YOUR GOAL:
Swap "corrections" for "refinements" in the data, starting with its first line and going on through the line with "positive clicks: (363, 256)", and write those lines again with nothing else changed. Leave the pictures out of your answer.

Segmentation mask data:
::::

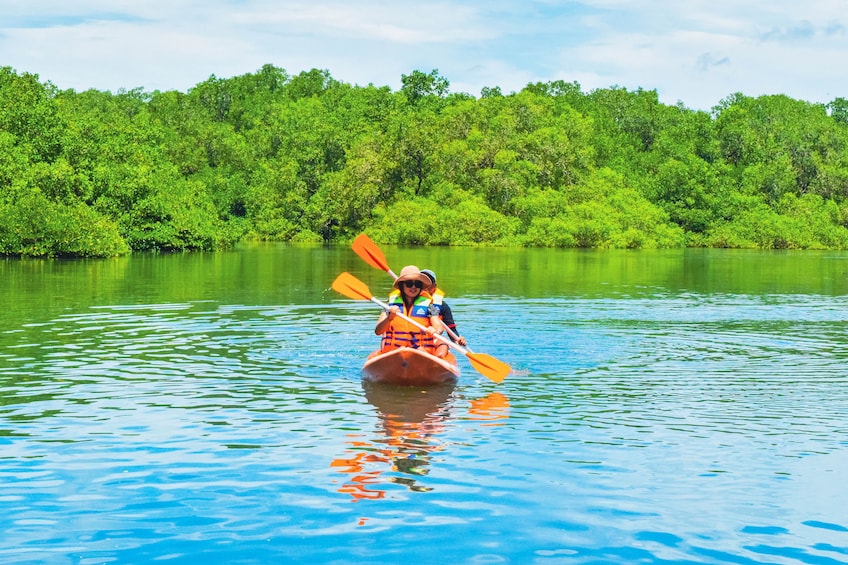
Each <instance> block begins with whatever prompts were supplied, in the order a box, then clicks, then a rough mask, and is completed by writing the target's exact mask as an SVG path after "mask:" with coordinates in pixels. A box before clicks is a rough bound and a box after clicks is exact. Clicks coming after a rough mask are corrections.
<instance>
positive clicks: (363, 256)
mask: <svg viewBox="0 0 848 565" xmlns="http://www.w3.org/2000/svg"><path fill="white" fill-rule="evenodd" d="M352 247H353V250H354V252H355V253H356V254H357V255H359V256H360V257H362V258H363V259H365V262H366V263H368V264H369V265H371V266H372V267H375V268H377V269H382V270H383V271H386V272H387V273H389V274H390V275H391V276H392V278H393V279H396V278H397V275H396V274H394V273H393V272H392V270H391V269H390V268H389V264H388V263H387V262H386V256H385V255H383V252H382V251H381V250H380V248H379V247H377V244H376V243H374V242H373V241H371V238H370V237H368V236H367V235H365V234H364V233H363V234H359V236H358V237H357V238H356V239H354V240H353V246H352Z"/></svg>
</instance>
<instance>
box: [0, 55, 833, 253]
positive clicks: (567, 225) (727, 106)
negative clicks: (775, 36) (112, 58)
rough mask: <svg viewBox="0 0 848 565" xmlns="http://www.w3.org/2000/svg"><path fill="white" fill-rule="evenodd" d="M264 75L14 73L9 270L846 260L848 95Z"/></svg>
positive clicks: (8, 190) (1, 139)
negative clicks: (148, 255) (93, 83)
mask: <svg viewBox="0 0 848 565" xmlns="http://www.w3.org/2000/svg"><path fill="white" fill-rule="evenodd" d="M449 86H450V84H449V82H448V80H447V79H445V78H444V77H442V76H440V75H439V74H438V71H436V70H434V71H432V72H430V73H429V74H428V73H424V72H421V71H413V72H412V73H411V74H410V75H404V76H403V77H402V87H401V89H400V90H399V91H392V90H391V89H390V88H388V87H385V86H383V87H379V86H373V85H368V86H353V85H350V84H346V83H343V82H339V81H337V80H334V79H333V78H332V77H331V76H330V74H329V73H328V72H327V71H321V70H314V69H313V70H312V71H309V72H303V73H300V74H298V75H296V76H290V75H289V74H288V73H287V72H286V71H285V70H284V69H281V68H278V67H275V66H272V65H266V66H264V67H262V68H261V69H260V70H259V71H257V72H256V73H250V74H245V75H242V76H237V77H233V78H229V79H220V78H216V77H214V76H212V77H210V78H209V80H207V81H205V82H202V83H200V84H198V85H197V86H195V87H194V88H191V89H190V90H188V91H187V92H186V93H182V92H178V91H166V92H160V91H154V92H145V91H144V90H143V89H134V90H130V91H119V92H118V93H117V94H113V93H111V92H102V91H96V90H88V91H85V92H75V91H74V90H59V89H58V88H56V87H55V86H54V85H52V84H51V83H49V82H47V83H41V82H40V81H39V78H38V76H37V75H33V74H29V73H17V72H16V71H15V70H14V69H11V68H9V67H2V68H0V255H7V256H57V257H58V256H64V257H96V256H111V255H118V254H123V253H127V252H129V251H131V250H144V251H179V250H212V249H216V248H221V247H227V246H231V245H233V244H234V243H236V242H238V241H241V240H249V239H259V240H277V241H292V242H322V241H323V242H336V241H347V240H349V239H350V238H352V237H353V236H355V235H356V234H358V233H360V232H363V231H365V232H367V233H368V234H369V235H370V236H371V237H372V238H373V239H374V240H375V241H378V242H381V243H396V244H421V245H517V246H556V247H587V248H658V247H681V246H710V247H758V248H791V249H819V248H833V249H845V248H848V228H847V226H848V100H846V99H844V98H836V99H835V100H833V101H832V102H831V103H829V104H827V105H823V104H811V103H808V102H804V101H798V100H793V99H791V98H789V97H787V96H783V95H774V96H762V97H758V98H751V97H747V96H744V95H742V94H733V95H731V96H729V97H727V98H726V99H725V100H722V101H721V102H720V103H719V104H718V105H717V106H716V107H715V108H713V109H712V111H711V112H704V111H696V110H692V109H689V108H687V107H685V106H684V105H683V104H682V103H679V104H678V105H676V106H669V105H665V104H661V103H660V102H659V101H658V98H657V93H656V91H653V90H641V89H639V90H636V91H628V90H627V89H624V88H617V87H612V88H605V89H597V90H593V91H591V92H583V91H582V90H581V88H580V85H578V84H577V83H573V82H563V81H554V82H549V83H536V84H528V85H527V86H526V87H525V88H524V89H523V90H522V91H521V92H516V93H510V94H506V95H505V94H503V93H502V92H501V91H500V89H499V88H497V87H493V88H485V89H483V91H482V92H481V93H480V96H479V97H474V96H471V95H468V94H463V93H451V92H450V89H449Z"/></svg>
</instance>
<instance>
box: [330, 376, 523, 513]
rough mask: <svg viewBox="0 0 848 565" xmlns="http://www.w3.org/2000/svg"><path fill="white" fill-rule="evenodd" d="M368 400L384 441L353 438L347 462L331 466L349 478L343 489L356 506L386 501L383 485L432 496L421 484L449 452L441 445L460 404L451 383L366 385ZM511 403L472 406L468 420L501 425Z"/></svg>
mask: <svg viewBox="0 0 848 565" xmlns="http://www.w3.org/2000/svg"><path fill="white" fill-rule="evenodd" d="M362 387H363V389H364V391H365V398H366V400H367V401H368V402H369V403H370V404H371V405H372V406H374V407H375V408H376V409H377V414H378V417H379V432H380V435H379V437H377V438H376V439H370V440H367V439H358V438H355V437H352V438H351V439H350V440H349V441H347V442H346V443H347V444H348V450H347V453H346V454H345V456H343V457H339V458H336V459H334V460H333V461H332V463H331V464H330V465H331V466H332V467H336V468H337V469H338V470H339V472H341V473H347V474H350V475H351V477H350V478H349V479H348V480H347V481H346V482H345V484H344V485H343V486H342V487H341V488H339V489H338V490H339V492H342V493H347V494H350V495H351V496H352V497H353V500H354V501H359V500H379V499H382V498H384V497H385V496H386V492H387V491H386V489H385V488H380V485H381V484H382V485H385V484H386V483H393V484H399V485H403V486H405V487H406V488H408V489H409V490H411V491H413V492H428V491H430V490H432V488H431V487H428V486H426V485H424V484H422V483H421V479H422V477H425V476H426V475H427V474H428V473H429V472H430V468H431V460H432V457H433V454H434V453H437V452H440V451H442V450H443V449H445V444H444V443H443V442H442V441H441V440H440V439H439V436H441V435H442V434H443V433H444V432H445V428H446V425H447V424H448V422H449V420H450V419H451V418H452V417H453V411H454V409H455V404H456V402H457V395H456V394H455V389H456V385H455V384H453V383H450V384H444V385H439V386H434V387H427V388H416V387H398V386H391V385H384V384H377V383H370V382H367V381H363V383H362ZM508 408H509V401H508V399H507V398H506V396H504V395H503V394H501V393H492V394H490V395H488V396H486V397H484V398H481V399H476V400H471V401H470V407H469V409H468V418H469V419H472V420H480V421H483V422H485V423H483V424H481V425H497V423H496V420H501V419H503V418H506V417H508Z"/></svg>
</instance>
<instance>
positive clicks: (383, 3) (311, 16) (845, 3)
mask: <svg viewBox="0 0 848 565" xmlns="http://www.w3.org/2000/svg"><path fill="white" fill-rule="evenodd" d="M265 64H271V65H273V66H275V67H279V68H282V69H285V70H286V72H288V73H289V75H296V74H298V73H300V72H301V71H308V70H310V69H313V68H315V69H322V70H327V71H329V73H330V75H331V76H332V77H333V78H334V79H336V80H338V81H341V82H345V83H349V84H352V85H360V86H365V85H368V84H374V85H376V86H389V87H390V88H392V90H397V89H399V88H400V86H401V77H402V76H403V75H408V74H411V73H412V71H415V70H418V71H422V72H424V73H430V72H431V71H433V70H437V71H438V74H439V75H441V76H442V77H445V78H446V79H448V81H449V82H450V92H465V93H468V94H471V95H473V96H479V95H480V91H481V89H482V88H484V87H490V88H491V87H499V88H500V89H501V91H502V92H503V93H504V94H509V93H510V92H517V91H520V90H521V89H522V88H523V87H524V86H526V85H527V84H528V83H533V82H548V81H555V80H563V81H565V82H577V83H578V84H579V85H580V87H581V89H582V90H583V92H589V91H591V90H593V89H596V88H609V87H613V86H616V87H624V88H627V89H628V90H636V89H638V88H642V89H644V90H656V91H657V94H658V96H659V99H660V102H662V103H665V104H677V103H682V104H683V105H684V106H686V107H688V108H692V109H699V110H710V109H711V108H712V107H713V106H715V105H717V104H719V103H720V102H721V101H722V100H723V99H724V98H726V97H728V96H730V95H732V94H734V93H737V92H739V93H742V94H744V95H746V96H761V95H768V94H785V95H787V96H790V97H792V98H795V99H800V100H805V101H808V102H814V103H823V104H826V103H828V102H830V101H832V100H834V99H835V98H848V72H847V71H846V68H848V0H804V1H800V0H576V1H560V0H450V1H448V0H435V1H429V0H417V1H411V0H409V1H408V0H0V67H11V68H12V69H14V70H15V71H17V72H18V73H24V72H26V73H32V74H36V75H38V77H39V79H40V80H41V82H48V81H49V82H51V83H52V84H53V85H55V86H56V87H58V88H60V89H69V88H70V89H74V90H77V91H84V90H88V89H92V88H93V89H97V90H108V91H112V92H117V91H119V90H120V89H126V90H131V89H134V88H142V89H143V90H145V91H148V92H152V91H154V90H162V91H165V90H179V91H182V92H186V91H188V90H189V89H191V88H192V87H193V86H195V85H197V84H198V83H200V82H203V81H205V80H207V79H208V78H210V77H211V76H213V75H214V76H216V77H218V78H230V77H233V76H238V75H243V74H246V73H254V72H256V71H258V70H259V69H260V68H261V67H262V66H263V65H265Z"/></svg>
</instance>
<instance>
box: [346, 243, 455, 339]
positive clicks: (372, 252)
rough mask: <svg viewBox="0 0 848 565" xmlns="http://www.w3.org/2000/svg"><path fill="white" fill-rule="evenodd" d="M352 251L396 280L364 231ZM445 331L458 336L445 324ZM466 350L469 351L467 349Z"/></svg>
mask: <svg viewBox="0 0 848 565" xmlns="http://www.w3.org/2000/svg"><path fill="white" fill-rule="evenodd" d="M352 247H353V251H354V252H355V253H356V254H357V255H359V256H360V257H362V258H363V259H364V260H365V262H366V263H368V264H369V265H371V266H372V267H375V268H377V269H381V270H383V271H386V272H387V273H389V274H390V275H391V277H392V279H395V280H397V275H396V274H394V272H392V270H391V269H390V268H389V263H388V262H387V261H386V256H385V255H383V251H382V250H381V249H380V248H379V247H378V246H377V244H376V243H374V242H373V241H371V238H370V237H368V236H367V235H365V234H364V233H362V234H359V235H358V236H357V238H356V239H354V240H353V245H352ZM445 331H447V332H448V335H450V336H451V337H452V338H453V339H454V340H458V339H459V336H458V335H457V334H456V332H455V331H453V330H452V329H450V328H449V327H447V326H445ZM468 351H471V349H469V350H468Z"/></svg>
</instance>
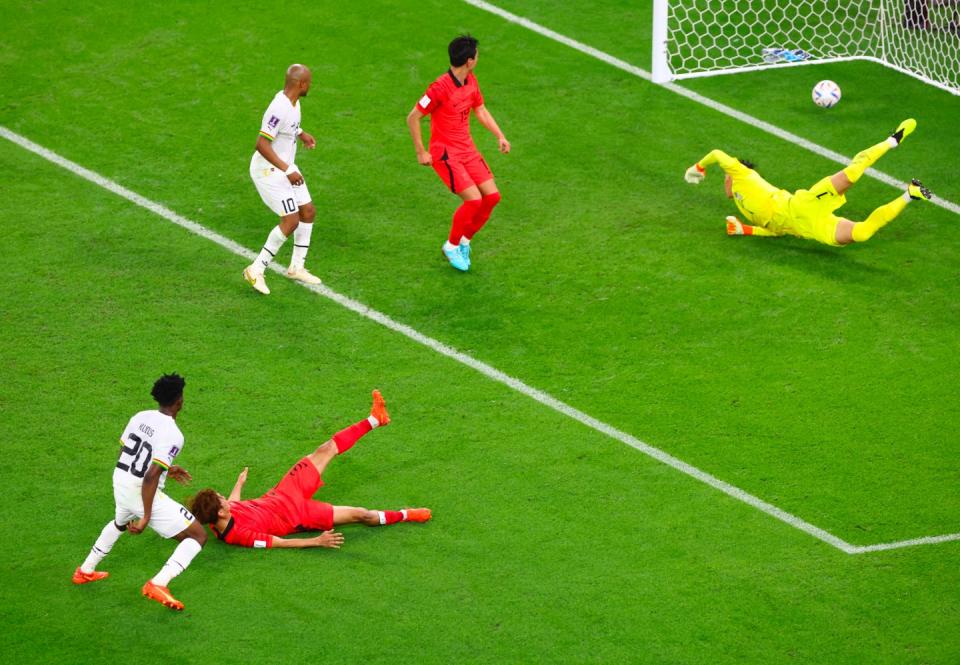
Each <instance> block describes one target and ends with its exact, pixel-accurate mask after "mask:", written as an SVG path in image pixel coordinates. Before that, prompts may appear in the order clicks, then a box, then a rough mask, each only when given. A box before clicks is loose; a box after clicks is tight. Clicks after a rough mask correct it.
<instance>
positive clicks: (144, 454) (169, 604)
mask: <svg viewBox="0 0 960 665" xmlns="http://www.w3.org/2000/svg"><path fill="white" fill-rule="evenodd" d="M185 384H186V382H185V381H184V380H183V377H181V376H178V375H177V374H165V375H164V376H162V377H160V378H159V379H157V381H156V382H155V383H154V384H153V390H152V391H151V394H152V395H153V398H154V399H155V400H156V401H157V404H158V406H159V408H158V409H156V410H151V411H141V412H140V413H138V414H136V415H135V416H133V418H131V419H130V422H129V423H127V428H126V429H125V430H124V431H123V436H122V437H121V438H120V446H121V447H120V457H119V459H118V460H117V463H116V465H115V468H114V470H113V496H114V499H115V500H116V515H115V517H114V519H113V520H111V521H110V522H107V525H106V526H105V527H103V530H102V531H101V532H100V536H99V537H98V538H97V542H96V543H94V545H93V548H91V550H90V554H88V555H87V558H86V560H85V561H84V562H83V564H82V565H81V566H80V567H79V568H77V570H76V571H74V573H73V583H74V584H86V583H87V582H96V581H97V580H102V579H104V578H105V577H107V576H108V575H109V573H105V572H102V571H98V570H97V569H96V568H97V564H99V563H100V562H101V561H102V560H103V558H104V557H105V556H107V554H109V553H110V550H111V549H113V546H114V545H115V544H116V542H117V541H118V540H119V539H120V536H122V535H123V533H124V532H125V531H129V532H130V533H131V534H138V533H141V532H142V531H143V530H144V529H146V528H147V525H149V526H150V528H151V529H153V530H154V531H156V532H157V533H158V534H160V535H161V536H163V537H164V538H172V539H174V540H176V541H178V542H179V545H177V547H176V549H175V550H174V551H173V554H172V555H171V556H170V558H169V559H168V560H167V562H166V563H165V564H164V566H163V568H161V569H160V572H158V573H157V574H156V575H154V576H153V577H152V578H151V579H149V580H147V583H146V584H144V585H143V590H142V593H143V595H144V596H146V597H147V598H150V599H151V600H155V601H157V602H158V603H161V604H163V605H166V606H167V607H169V608H171V609H175V610H182V609H183V603H181V602H180V601H179V600H177V599H176V598H174V597H173V596H172V595H171V594H170V590H169V589H168V588H167V584H169V583H170V580H171V579H173V578H174V577H176V576H177V575H179V574H180V573H182V572H183V571H184V570H186V568H187V566H189V565H190V562H191V561H193V557H195V556H196V555H197V554H199V553H200V549H201V548H202V547H203V545H204V543H206V542H207V532H206V531H204V529H203V526H201V525H200V524H199V523H198V522H197V521H196V520H195V519H194V517H193V515H191V514H190V513H189V512H187V509H186V508H184V507H183V506H181V505H180V504H179V503H177V502H176V501H174V500H173V499H171V498H170V497H168V496H167V495H166V494H164V493H163V486H164V483H165V481H166V477H167V474H169V475H170V477H171V478H173V479H174V480H176V481H178V482H180V483H187V482H189V481H190V474H189V473H187V470H186V469H183V468H182V467H179V466H177V465H176V464H174V463H173V460H174V458H175V457H176V456H177V454H178V453H179V452H180V451H181V450H182V449H183V434H182V433H181V432H180V428H179V427H177V423H176V419H177V414H178V413H180V409H181V408H183V387H184V385H185Z"/></svg>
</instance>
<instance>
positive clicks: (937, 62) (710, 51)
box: [652, 0, 960, 95]
mask: <svg viewBox="0 0 960 665" xmlns="http://www.w3.org/2000/svg"><path fill="white" fill-rule="evenodd" d="M652 56H653V66H652V79H653V81H654V82H656V83H666V82H667V81H672V80H681V79H686V78H693V77H698V76H715V75H718V74H731V73H737V72H744V71H751V70H758V69H770V68H776V67H793V66H797V65H806V64H817V63H823V62H839V61H844V60H869V61H872V62H877V63H879V64H882V65H884V66H886V67H890V68H892V69H895V70H897V71H900V72H903V73H905V74H908V75H910V76H913V77H915V78H918V79H920V80H922V81H924V82H926V83H929V84H931V85H935V86H937V87H939V88H942V89H944V90H947V91H949V92H951V93H953V94H955V95H960V0H654V2H653V53H652Z"/></svg>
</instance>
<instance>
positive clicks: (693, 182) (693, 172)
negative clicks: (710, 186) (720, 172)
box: [683, 164, 707, 185]
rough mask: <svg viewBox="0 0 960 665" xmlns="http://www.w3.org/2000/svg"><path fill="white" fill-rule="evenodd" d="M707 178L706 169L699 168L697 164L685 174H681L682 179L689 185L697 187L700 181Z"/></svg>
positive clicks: (697, 164)
mask: <svg viewBox="0 0 960 665" xmlns="http://www.w3.org/2000/svg"><path fill="white" fill-rule="evenodd" d="M706 177H707V171H706V169H702V168H700V165H699V164H694V165H693V166H691V167H690V168H689V169H687V172H686V173H684V174H683V179H684V180H686V181H687V182H689V183H690V184H691V185H699V184H700V181H701V180H703V179H704V178H706Z"/></svg>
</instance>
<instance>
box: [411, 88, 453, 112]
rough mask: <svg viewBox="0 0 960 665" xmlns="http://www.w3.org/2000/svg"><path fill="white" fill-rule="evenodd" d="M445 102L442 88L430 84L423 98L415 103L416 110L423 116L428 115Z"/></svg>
mask: <svg viewBox="0 0 960 665" xmlns="http://www.w3.org/2000/svg"><path fill="white" fill-rule="evenodd" d="M444 101H446V99H445V94H444V91H443V88H441V87H440V85H439V84H438V83H431V84H430V87H429V88H427V91H426V92H425V93H423V97H421V98H420V100H419V101H418V102H417V110H418V111H420V113H422V114H424V115H430V114H431V113H433V112H434V111H436V110H437V107H438V106H440V105H441V104H443V102H444Z"/></svg>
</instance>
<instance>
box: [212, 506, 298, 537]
mask: <svg viewBox="0 0 960 665" xmlns="http://www.w3.org/2000/svg"><path fill="white" fill-rule="evenodd" d="M287 503H288V502H287V501H286V500H285V499H284V498H283V497H281V496H277V495H271V496H262V497H260V498H259V499H251V500H248V501H231V502H230V515H231V518H230V522H229V523H227V527H226V528H225V529H224V530H223V533H217V537H218V538H219V539H220V540H222V541H223V542H225V543H227V544H228V545H239V546H241V547H271V546H272V543H273V538H272V536H286V535H289V534H291V533H293V532H294V531H296V525H295V524H291V523H290V520H289V518H288V513H289V509H290V506H288V505H287ZM214 531H215V532H216V529H214Z"/></svg>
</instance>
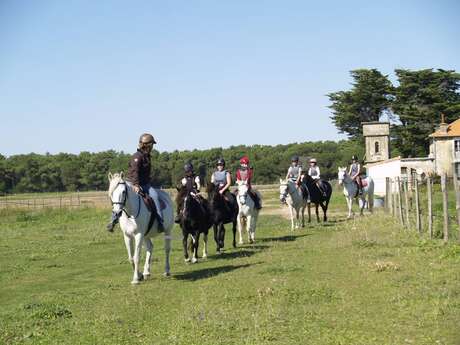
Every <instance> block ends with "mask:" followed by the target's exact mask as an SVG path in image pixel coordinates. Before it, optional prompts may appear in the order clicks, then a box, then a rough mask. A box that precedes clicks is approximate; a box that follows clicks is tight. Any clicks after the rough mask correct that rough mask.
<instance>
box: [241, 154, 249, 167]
mask: <svg viewBox="0 0 460 345" xmlns="http://www.w3.org/2000/svg"><path fill="white" fill-rule="evenodd" d="M240 164H246V165H249V158H248V156H244V157H243V158H241V159H240Z"/></svg>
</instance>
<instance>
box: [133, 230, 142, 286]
mask: <svg viewBox="0 0 460 345" xmlns="http://www.w3.org/2000/svg"><path fill="white" fill-rule="evenodd" d="M143 242H144V235H143V234H140V233H137V234H135V235H134V257H133V259H134V275H133V280H132V281H131V284H139V282H140V281H141V280H143V278H144V277H143V276H142V273H141V272H140V271H139V261H140V259H141V250H142V243H143Z"/></svg>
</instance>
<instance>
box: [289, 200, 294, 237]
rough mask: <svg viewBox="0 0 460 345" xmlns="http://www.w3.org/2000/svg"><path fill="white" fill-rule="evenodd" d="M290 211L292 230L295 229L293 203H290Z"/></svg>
mask: <svg viewBox="0 0 460 345" xmlns="http://www.w3.org/2000/svg"><path fill="white" fill-rule="evenodd" d="M289 212H290V213H291V231H293V230H294V210H293V207H292V206H291V205H289Z"/></svg>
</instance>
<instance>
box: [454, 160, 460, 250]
mask: <svg viewBox="0 0 460 345" xmlns="http://www.w3.org/2000/svg"><path fill="white" fill-rule="evenodd" d="M456 168H457V167H456V163H454V166H453V167H452V171H453V178H454V190H455V210H456V211H457V227H458V240H459V241H460V186H459V183H458V178H459V176H458V174H457V169H456Z"/></svg>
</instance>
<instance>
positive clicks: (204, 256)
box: [203, 232, 208, 259]
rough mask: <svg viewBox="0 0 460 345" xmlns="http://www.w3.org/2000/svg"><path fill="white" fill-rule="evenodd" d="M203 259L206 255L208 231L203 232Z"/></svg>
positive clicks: (207, 245) (205, 256)
mask: <svg viewBox="0 0 460 345" xmlns="http://www.w3.org/2000/svg"><path fill="white" fill-rule="evenodd" d="M203 242H204V244H203V259H206V258H207V257H208V232H204V233H203Z"/></svg>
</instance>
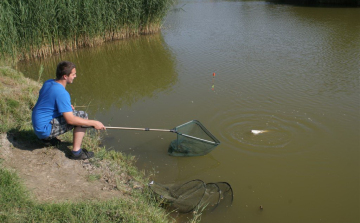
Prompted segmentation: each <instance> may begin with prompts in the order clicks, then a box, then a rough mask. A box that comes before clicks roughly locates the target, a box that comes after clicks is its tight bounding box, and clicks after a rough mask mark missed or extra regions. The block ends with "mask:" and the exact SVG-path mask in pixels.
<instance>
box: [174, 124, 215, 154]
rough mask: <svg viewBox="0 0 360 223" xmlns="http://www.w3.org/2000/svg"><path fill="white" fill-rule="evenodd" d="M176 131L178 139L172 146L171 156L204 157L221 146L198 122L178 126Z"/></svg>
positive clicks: (214, 138)
mask: <svg viewBox="0 0 360 223" xmlns="http://www.w3.org/2000/svg"><path fill="white" fill-rule="evenodd" d="M174 130H175V131H176V133H177V138H176V140H173V141H172V142H171V144H170V147H169V150H168V153H169V155H171V156H202V155H205V154H207V153H209V152H210V151H212V150H213V149H215V147H216V146H218V145H219V144H220V141H219V140H218V139H216V138H215V136H213V135H212V134H211V133H210V132H209V131H208V130H207V129H206V128H205V127H204V126H203V125H202V124H201V123H200V122H199V121H197V120H192V121H190V122H187V123H185V124H182V125H180V126H177V127H176V128H175V129H174Z"/></svg>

::::

FINAL ANSWER:
Each <instance> block begins with whatever prompts were supplied, in the order a box, then clicks, then a rough mask, and is completed by writing the target's exact mask as an SVG path after "mask:" with coordinates in pixels. A box before clicks is a rough bound and a box after clicks is exact. Clicks coming after a rough mask are refinements.
<instance>
positive clicks: (363, 256)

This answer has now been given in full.